(Work order) The required output is every entry, printed exactly as written.

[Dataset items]

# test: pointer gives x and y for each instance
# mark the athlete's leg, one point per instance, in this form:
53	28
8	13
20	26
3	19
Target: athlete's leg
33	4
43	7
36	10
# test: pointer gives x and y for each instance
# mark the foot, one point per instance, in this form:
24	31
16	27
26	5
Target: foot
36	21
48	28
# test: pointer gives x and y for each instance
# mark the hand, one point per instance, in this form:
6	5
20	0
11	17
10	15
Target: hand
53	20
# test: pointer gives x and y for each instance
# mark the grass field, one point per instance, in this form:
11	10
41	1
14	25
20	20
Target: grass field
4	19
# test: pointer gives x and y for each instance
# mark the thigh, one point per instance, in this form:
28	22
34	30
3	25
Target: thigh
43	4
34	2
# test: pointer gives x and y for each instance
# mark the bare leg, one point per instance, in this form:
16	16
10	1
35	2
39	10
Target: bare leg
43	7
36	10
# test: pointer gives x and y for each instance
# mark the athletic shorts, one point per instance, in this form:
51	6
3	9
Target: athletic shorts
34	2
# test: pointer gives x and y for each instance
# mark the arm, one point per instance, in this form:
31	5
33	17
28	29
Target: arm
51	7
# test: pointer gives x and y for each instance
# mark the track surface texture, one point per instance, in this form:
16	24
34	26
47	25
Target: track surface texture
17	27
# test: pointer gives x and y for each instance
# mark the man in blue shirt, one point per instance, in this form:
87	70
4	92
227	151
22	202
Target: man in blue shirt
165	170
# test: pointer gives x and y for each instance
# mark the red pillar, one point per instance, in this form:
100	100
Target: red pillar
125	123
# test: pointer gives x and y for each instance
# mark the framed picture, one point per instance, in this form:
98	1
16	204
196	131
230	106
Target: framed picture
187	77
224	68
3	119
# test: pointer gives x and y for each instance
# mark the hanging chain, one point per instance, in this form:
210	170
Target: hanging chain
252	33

(Problem solution)
# test: pointer gives x and y for each instance
# mark the athlete's leg, one point per instance, in this form:
53	28
8	13
20	26
3	19
Target: athlete's leg
33	4
43	7
36	10
# test: pointer gives x and y for each instance
# mark the foot, one point per instance, in this form:
24	31
16	27
26	5
Target: foot
36	21
48	28
# test: pointer gives x and y for each instance
# mark the hand, one point per instance, in this form:
6	5
20	0
11	17
10	15
Target: hand
53	20
# test: pointer gives x and y for each instance
# mark the grass field, one point per instance, in this form:
11	10
41	1
14	25
20	20
Target: grass field
4	19
# test: pointer gives x and y for each instance
# mark the thigh, one point per instance, in this form:
28	22
34	30
3	25
Target: thigh
43	4
34	2
# test: pointer gives x and y for each instance
# mark the bare leg, one point per instance, in this form:
16	16
10	1
35	2
39	10
Target: bare leg
43	7
36	10
# test: pointer gives x and y for each instance
# mark the athletic shorts, one point per instance, in this form:
51	6
3	9
Target: athletic shorts
34	2
# test: pointer gives x and y for each instance
# mark the arm, one point per instance, in this form:
31	5
33	17
28	29
Target: arm
51	7
# test: pointer gives x and y for each instance
# mark the track surface texture, one point per instance, in this form:
16	24
34	26
47	25
Target: track surface texture
17	27
# test: pointer gives x and y for each instance
# mark the man in blue shirt, one point per instance, in this form:
87	70
4	92
227	151
22	202
Target: man in blue shirt
165	170
# test: pointer gives x and y for each instance
# mark the red pillar, one point per instance, in this form:
100	100
Target: red pillar
125	123
# test: pointer gives x and y for each instance
# mark the framed picture, one point per instance, in this form:
98	1
16	204
196	131
230	106
Target: framed picture
187	77
224	68
3	119
# test: pointer gives x and y for each instance
# mark the hanging chain, one point per instance, in this form:
210	170
Target: hanging chain
252	33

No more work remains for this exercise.